> _Set problem_: Render every line of the material below as a JSON list of strings, one string per line, leaving out blank lines.

(Records from a dataset)

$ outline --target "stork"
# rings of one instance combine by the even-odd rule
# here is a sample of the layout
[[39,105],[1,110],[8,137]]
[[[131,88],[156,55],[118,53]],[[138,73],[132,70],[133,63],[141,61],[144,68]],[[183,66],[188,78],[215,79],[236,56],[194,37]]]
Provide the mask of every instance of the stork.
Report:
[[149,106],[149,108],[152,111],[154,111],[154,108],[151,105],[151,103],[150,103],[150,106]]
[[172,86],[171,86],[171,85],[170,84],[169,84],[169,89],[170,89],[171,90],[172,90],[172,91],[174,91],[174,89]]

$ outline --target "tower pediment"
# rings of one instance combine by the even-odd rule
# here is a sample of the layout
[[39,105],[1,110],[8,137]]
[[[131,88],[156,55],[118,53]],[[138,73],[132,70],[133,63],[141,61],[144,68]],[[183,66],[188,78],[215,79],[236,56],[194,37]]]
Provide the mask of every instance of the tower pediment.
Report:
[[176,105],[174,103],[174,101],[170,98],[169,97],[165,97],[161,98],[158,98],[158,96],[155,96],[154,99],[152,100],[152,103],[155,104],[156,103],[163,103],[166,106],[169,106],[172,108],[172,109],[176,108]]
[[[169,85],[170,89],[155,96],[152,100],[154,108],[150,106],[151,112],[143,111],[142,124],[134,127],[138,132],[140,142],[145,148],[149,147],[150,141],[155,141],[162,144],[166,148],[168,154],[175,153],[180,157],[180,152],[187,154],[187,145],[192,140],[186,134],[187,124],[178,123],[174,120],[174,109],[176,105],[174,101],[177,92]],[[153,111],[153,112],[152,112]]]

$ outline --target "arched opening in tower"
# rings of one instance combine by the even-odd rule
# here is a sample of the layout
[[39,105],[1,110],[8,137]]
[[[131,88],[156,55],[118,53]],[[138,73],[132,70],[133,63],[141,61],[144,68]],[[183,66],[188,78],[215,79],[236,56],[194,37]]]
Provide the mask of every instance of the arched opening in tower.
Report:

> _Full response_:
[
  "$ outline --target \"stork\"",
  "# rings of one instance combine by the even-odd rule",
  "# here is a sample of the layout",
  "[[39,105],[1,110],[8,137]]",
  "[[[131,88],[156,55],[118,53]],[[138,73],[132,70],[133,63],[141,61],[144,68]],[[183,66],[188,78],[215,79],[236,56],[194,37]]]",
  "Provide the mask of every instance of the stork.",
  "Report:",
  "[[149,106],[149,108],[152,111],[154,111],[154,108],[151,105],[151,103],[150,103],[150,106]]",
  "[[172,86],[171,86],[171,85],[170,84],[169,84],[169,89],[170,89],[171,90],[172,90],[172,91],[174,91],[174,89]]",
  "$ outline --target \"tower pediment\"",
  "# rings of one instance combine by the even-odd rule",
  "# here is a sample of the layout",
  "[[39,105],[1,110],[8,137]]",
  "[[[131,88],[156,55],[118,53]],[[138,73],[132,70],[133,63],[141,61],[144,68]],[[183,66],[188,78],[215,79],[236,56],[194,37]]]",
  "Provide the mask of every instance of the tower pediment.",
  "Report:",
  "[[176,105],[174,103],[174,101],[170,98],[169,97],[165,97],[161,98],[158,98],[158,96],[155,96],[154,99],[152,100],[152,103],[155,104],[156,103],[163,103],[166,106],[169,106],[172,108],[172,109],[176,108]]",
  "[[[169,85],[170,89],[155,96],[152,100],[154,108],[150,106],[151,112],[143,111],[142,124],[134,127],[138,132],[140,142],[145,148],[149,147],[150,141],[155,141],[162,144],[166,148],[168,154],[175,153],[180,157],[180,152],[187,154],[187,145],[192,140],[186,134],[187,124],[178,123],[174,120],[174,109],[176,105],[174,101],[177,92]],[[153,111],[153,112],[152,112]]]",
  "$ outline --target \"arched opening in tower\"",
  "# rings of one instance combine by the even-odd rule",
  "# here is a sample of the layout",
  "[[39,105],[1,110],[8,137]]",
  "[[[131,88],[156,55],[118,53]],[[138,73],[132,70],[133,63],[141,61],[144,68]],[[183,66],[188,78],[215,79],[236,56],[194,37]]]",
  "Provide the mask of every instance of the arched opening in tower.",
  "Report:"
]